Testo fornito:
··········

Quando avevo 14 anni era il 1986, e per la prima volta mi sono trovato a fare i conti con qualcosa che succedeva lontano da me, qualcosa di cui non si parlava, ai tempi in cui la globalizzazione non c’era ancora. Avevo appena finito le scuole medie, e in televisione, alle undici e mezzo di sera, trasmettevano le finali NBA tra i Boston Celtics e gli Houston Rockets.
Da un paio d’anni avevo cominciato a praticare la pallacanestro, che ancora non si chiamava basket, e l’amore vero è nato guardando le olimpiadi di Los Angeles, nel 1984. Ma davvero uno sport così entusiasmante, tecnico, dinamico, di contatto, non viene considerato come dovrebbe, e si parla solo di calcio? In effetti avevamo vinto da poco i mondiali nel 1982 e siamo andati a Los Angeles a fare una brutta figura, portando Bearzot, l’allenatore che aveva vinto i mondiali, per meriti. Ammazzando chi là ci aveva portato. Ma questo avviene sempre, con le olimpiadi.

··········

[Voci di annotazione delle coordinate]
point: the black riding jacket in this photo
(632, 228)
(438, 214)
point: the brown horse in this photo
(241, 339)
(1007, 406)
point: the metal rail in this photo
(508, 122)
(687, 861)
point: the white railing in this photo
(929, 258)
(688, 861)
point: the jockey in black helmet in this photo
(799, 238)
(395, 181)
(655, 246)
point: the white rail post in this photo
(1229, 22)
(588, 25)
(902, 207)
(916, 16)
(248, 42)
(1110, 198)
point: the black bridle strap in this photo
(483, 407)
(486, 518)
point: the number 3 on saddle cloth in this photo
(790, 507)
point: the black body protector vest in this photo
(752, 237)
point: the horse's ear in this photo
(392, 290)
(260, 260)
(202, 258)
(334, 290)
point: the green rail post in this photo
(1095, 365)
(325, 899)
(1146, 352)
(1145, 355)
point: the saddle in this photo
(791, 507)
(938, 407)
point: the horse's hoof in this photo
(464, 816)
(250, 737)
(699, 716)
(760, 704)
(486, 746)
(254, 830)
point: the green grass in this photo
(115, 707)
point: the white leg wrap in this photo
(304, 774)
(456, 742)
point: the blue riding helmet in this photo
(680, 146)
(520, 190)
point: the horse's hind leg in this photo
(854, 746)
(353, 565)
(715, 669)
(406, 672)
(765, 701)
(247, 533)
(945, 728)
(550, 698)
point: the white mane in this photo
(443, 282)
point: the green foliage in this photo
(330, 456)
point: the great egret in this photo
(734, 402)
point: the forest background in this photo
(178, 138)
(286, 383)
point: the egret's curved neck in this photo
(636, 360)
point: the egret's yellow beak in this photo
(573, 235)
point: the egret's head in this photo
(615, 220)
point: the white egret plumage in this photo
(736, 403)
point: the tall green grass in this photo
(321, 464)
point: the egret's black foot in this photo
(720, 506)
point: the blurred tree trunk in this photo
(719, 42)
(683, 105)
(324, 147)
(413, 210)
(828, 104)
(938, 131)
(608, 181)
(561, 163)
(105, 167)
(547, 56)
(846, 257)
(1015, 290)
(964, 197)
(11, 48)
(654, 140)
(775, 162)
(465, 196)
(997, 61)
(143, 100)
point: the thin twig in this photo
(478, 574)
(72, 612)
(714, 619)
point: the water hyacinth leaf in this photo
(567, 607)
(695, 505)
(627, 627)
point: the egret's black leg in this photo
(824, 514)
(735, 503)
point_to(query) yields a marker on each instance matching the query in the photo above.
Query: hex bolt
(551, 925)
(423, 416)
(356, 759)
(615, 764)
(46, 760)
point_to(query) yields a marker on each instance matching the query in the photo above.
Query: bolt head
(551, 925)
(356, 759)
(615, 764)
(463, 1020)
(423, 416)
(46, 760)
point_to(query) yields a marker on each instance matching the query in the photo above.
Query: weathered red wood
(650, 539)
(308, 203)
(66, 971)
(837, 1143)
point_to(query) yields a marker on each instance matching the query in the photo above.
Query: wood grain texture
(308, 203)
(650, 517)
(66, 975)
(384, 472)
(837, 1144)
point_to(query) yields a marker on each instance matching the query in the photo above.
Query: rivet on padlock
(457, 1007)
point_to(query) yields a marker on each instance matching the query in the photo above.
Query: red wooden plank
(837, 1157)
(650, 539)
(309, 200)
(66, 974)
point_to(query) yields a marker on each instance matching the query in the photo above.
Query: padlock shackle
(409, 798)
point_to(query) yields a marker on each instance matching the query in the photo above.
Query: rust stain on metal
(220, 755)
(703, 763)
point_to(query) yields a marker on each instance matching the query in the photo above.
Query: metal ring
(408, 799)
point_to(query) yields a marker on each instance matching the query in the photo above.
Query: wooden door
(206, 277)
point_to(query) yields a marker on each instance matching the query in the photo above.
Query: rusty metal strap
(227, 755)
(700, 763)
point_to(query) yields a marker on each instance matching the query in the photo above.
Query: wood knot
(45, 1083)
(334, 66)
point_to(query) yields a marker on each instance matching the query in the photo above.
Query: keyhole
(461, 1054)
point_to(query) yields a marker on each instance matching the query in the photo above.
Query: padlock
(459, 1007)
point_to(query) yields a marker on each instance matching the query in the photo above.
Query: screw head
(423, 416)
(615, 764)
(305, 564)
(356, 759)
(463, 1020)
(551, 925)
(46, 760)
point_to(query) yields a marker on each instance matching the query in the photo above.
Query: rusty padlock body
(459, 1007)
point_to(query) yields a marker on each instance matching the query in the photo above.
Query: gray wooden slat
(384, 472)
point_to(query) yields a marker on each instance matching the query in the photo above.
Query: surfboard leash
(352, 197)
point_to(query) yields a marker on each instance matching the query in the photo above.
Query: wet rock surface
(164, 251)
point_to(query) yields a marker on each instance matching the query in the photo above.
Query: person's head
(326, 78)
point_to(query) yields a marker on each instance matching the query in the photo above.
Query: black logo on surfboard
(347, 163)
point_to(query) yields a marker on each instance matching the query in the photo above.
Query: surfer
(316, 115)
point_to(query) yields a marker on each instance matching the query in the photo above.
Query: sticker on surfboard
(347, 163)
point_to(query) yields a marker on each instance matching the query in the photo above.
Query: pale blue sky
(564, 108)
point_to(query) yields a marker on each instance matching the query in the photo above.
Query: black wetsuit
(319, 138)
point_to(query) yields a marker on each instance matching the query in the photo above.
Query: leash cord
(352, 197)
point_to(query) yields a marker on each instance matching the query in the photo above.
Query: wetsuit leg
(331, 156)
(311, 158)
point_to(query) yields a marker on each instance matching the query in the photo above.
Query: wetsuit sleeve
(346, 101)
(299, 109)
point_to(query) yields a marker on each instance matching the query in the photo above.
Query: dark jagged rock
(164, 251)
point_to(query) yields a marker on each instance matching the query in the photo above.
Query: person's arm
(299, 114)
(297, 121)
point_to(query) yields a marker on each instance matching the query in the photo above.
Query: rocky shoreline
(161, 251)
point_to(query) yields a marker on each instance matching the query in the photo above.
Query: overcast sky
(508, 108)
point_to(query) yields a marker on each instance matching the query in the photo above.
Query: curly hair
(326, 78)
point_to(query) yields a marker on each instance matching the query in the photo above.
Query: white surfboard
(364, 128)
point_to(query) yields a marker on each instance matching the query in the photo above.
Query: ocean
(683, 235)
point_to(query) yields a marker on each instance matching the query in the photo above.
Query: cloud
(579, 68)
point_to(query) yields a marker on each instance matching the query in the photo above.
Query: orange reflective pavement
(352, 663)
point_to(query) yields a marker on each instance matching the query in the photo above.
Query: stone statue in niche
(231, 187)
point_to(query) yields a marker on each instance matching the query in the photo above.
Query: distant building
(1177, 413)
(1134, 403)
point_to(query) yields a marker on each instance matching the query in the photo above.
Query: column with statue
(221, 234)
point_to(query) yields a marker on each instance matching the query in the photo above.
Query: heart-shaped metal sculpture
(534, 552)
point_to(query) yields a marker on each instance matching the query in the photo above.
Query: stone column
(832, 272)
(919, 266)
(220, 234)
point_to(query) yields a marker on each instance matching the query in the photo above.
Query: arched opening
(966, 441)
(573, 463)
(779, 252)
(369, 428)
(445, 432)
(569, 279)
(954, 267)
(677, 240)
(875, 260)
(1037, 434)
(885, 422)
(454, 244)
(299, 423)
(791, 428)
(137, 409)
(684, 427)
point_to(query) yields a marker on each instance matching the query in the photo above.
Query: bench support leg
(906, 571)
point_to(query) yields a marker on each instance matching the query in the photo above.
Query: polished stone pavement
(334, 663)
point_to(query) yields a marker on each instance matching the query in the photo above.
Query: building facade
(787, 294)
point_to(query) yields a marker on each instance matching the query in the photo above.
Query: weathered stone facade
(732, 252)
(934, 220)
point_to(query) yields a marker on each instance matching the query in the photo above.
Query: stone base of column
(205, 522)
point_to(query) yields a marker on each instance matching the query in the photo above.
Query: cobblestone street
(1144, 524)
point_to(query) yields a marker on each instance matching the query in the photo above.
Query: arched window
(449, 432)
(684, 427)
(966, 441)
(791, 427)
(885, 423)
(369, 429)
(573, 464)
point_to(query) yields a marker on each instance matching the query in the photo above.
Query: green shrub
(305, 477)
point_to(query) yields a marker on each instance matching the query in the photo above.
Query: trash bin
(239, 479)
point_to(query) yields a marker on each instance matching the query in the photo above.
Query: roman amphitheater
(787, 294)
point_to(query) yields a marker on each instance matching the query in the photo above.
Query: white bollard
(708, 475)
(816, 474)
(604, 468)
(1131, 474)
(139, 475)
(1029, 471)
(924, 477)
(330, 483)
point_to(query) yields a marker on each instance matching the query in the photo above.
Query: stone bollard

··········

Problema assegnato:
Scrivi il seguito del testo sui ricordi di pallacanestro degli anni Ottanta, riprendendo subito dopo la sua ultima frase.

Risultato dell'esercizio:
Sta di fatto che, guardando quel basket di un altro continente, con altre regole, altre linee sul campo, più difficile, con il tiro da tre a 7.25 e non a 6.25 come da noi, quel fenomeno che all’anagrafe si chiama Larry Joe Bird, con il nome sulla maglietta, con il numero 33 (tutte cose qua impensabili), biondo, coi baffi, bianco in un mondo di neri, ha in un istante superato il mio essere tifoso della Juventus. Ancora oggi, quando mi chiedono per che squadra faccia il tifo, io rispondo i Boston Celtics. E ti dicono, ma io intendo il calcio. Eh no, non puoi pretendere che tutti intendano il calcio come lo sport per antonomasia. Proprio no. Io tifo i Boston Celtics.
Allora nessuno sapeva di queste cose. Non se ne parlava sui giornali, non c’erano i risultati in televisione, non c’era proprio maniera di sapere cosa succedesse al di là dell’oceano. Un mondo più semplice, in cui recuperare una semplice informazione su temi non popolari era un’impresa.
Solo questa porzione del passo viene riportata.